TASK:
Output an exact reproduction of the data.

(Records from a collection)
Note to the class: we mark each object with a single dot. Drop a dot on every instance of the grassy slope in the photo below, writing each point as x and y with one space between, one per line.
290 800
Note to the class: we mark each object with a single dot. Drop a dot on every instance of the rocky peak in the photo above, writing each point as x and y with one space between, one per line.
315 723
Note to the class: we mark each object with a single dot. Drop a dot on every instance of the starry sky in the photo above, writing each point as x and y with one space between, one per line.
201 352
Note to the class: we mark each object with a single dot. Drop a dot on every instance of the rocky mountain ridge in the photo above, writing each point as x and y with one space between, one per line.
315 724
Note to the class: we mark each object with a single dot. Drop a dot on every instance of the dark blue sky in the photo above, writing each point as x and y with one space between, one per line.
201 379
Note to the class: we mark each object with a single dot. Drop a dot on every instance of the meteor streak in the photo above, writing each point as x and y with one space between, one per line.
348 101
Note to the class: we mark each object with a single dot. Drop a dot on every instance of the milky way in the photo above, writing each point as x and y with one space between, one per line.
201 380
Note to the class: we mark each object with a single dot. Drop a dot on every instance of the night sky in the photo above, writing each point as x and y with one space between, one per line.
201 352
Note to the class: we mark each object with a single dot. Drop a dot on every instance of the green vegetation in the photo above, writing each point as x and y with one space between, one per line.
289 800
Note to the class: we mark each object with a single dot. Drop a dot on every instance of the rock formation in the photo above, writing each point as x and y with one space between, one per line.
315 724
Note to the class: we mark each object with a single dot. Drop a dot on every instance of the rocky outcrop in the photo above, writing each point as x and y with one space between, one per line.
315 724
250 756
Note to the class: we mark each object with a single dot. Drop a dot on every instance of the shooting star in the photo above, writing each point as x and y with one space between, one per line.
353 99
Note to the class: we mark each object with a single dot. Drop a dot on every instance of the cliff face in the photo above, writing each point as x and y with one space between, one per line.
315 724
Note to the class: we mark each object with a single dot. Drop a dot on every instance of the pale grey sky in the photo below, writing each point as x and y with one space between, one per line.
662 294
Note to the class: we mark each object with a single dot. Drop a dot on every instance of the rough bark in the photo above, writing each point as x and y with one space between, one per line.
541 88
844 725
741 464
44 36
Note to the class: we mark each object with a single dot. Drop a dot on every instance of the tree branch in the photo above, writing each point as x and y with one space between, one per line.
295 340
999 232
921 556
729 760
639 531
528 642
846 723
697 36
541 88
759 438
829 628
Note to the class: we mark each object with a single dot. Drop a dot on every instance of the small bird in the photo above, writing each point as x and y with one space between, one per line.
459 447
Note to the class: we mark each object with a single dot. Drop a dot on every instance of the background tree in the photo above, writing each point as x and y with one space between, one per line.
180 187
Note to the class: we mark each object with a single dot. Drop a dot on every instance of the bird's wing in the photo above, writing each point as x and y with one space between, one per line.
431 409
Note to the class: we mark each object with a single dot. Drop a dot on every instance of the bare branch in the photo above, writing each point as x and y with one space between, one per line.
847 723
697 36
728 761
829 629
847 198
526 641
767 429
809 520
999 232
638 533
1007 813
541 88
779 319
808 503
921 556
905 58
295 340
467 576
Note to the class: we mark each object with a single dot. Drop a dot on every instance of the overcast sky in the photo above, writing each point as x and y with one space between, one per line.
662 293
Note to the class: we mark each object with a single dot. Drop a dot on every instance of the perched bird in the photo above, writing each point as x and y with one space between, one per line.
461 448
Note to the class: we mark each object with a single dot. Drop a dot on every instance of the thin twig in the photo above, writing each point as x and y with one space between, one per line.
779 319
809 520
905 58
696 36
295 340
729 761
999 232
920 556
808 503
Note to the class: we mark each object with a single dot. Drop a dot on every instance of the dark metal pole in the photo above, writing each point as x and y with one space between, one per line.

SOLVED PROBLEM:
Note to the class: we mark each object with a single dot. Drop a dot on every instance of the grassy slope in the photo below, writing each point as x and y with one space between, one per line.
290 800
Note to the class: we mark each object with a single dot. Drop a dot on every instance of the rocky peak in the photo above, writing each point as x and y with one space between, one per line.
315 723
Note to the class: we mark each object with a single dot. Drop a dot on every instance of the starry sky in the photo above, writing each point as x and y with one space between, one per line.
201 352
Note to the class: we mark each object with a single dot. Drop a dot on every instance of the rocky mountain ridge in the photo above, writing each point as x and y with one space between, one per line.
315 724
Note to the class: we mark each object with a single dot. Drop a dot on every instance of the dark blue sky in the photo above, writing each point as x and y with one space between, one per line.
201 379
Note to the class: we mark each object with a single dot. Drop a dot on every instance of the meteor streak in the photo above, writing each point as x and y with one space between, one per line.
348 101
Note to the class: we mark each object with a single dot. Drop a dot on every instance of the milky way in the photo above, writing each point as x and y with one space between, one per line.
201 380
Note to the class: we mark each object with a single dot. Drop a dot on every instance of the night sky in the photo above, writing each point as x and y with one space between, one per line.
201 352
Note to the class: we mark each object with a single dot. Drop a dot on every instance of the green vegetation in the photo above, writing each point as x and y with one space between, one per line.
289 800
Note to the class: we mark each object with a single dot. Drop a dot on every instance of the rock formation in the photo above, writing each point as x and y with one space between, one per line.
315 724
Note to the class: we mark each object with a single dot. Drop a dot on every instance of the rocky outcrop in the photo above, writing each point as x and y with one space between, one per line.
315 724
250 756
Note to the class: we mark each object with a single dot. Drop a dot on every instance of the shooting star in the photo above, writing each point as x and y with one space between, one per line.
353 99
Note to the class: we mark each object with a single dot. Drop a dot on every instance of the cliff face in the photo above, writing each point as x and y with one space between, one per line.
315 724
Note to the class: we mark each object with a single dot. Drop a dot on every instance of the pale grey sky in the photo below, writing each point as x and y with one space between, one per line.
662 294
Note to the class: we mark each object with a single dot. Drop a dot on every instance of the rough bark in the photo above, writing each point as x and y with one space between, one per line.
541 88
844 725
741 464
44 36
Note to the class: we mark each object with a single dot. Drop a dot on every instance of the tree branch in the photo above, writing each point as x and y with one space between, one per line.
295 340
999 232
921 556
729 760
639 531
528 642
846 723
697 36
541 88
759 438
829 628
Note to the class: we mark each object with a single dot. Drop a dot on every instance of the small bird in the photo above, writing each point as x and y with one space between, one per line.
459 447
Note to the class: we mark each object with a single dot. Drop a dot on every instance of the background tree in the photo above, writing each point as x and y with one space between, one per line.
180 187
Note to the class: we mark each object with a single dot. Drop a dot on every instance of the bird's wing in the photo above, writing each point as x and y with one space between, one per line.
431 409
Note to the class: we mark each object with a single dot. Drop a dot on every instance of the bare branch in the photo above, writing each point as x and y with one space between, one per line.
847 723
697 36
728 761
829 629
847 198
526 641
767 429
809 520
999 232
638 533
1007 813
541 88
779 319
808 503
921 556
905 58
295 340
467 576
Note to the class: we mark each object with a single dot. Drop a dot on every instance of the overcast sky in the photo above, writing each point as x and y with one space between, one per line.
662 293
Note to the class: we mark each object with a single dot. Drop a dot on every instance of the perched bird in the photo above, writing each point as x and y with one space between, one per line.
461 448
Note to the class: we mark each object with a single dot. Drop a dot on every instance of the thin twig in the photo above, writing each point as x and y with one space between, one per line.
779 319
809 520
905 58
696 36
295 340
729 761
999 232
920 556
808 503
Note to the class: we mark each object with a single dot. Drop a dot on every instance of the dark metal pole in the photo above, writing each point as x and y with one space between, one per line.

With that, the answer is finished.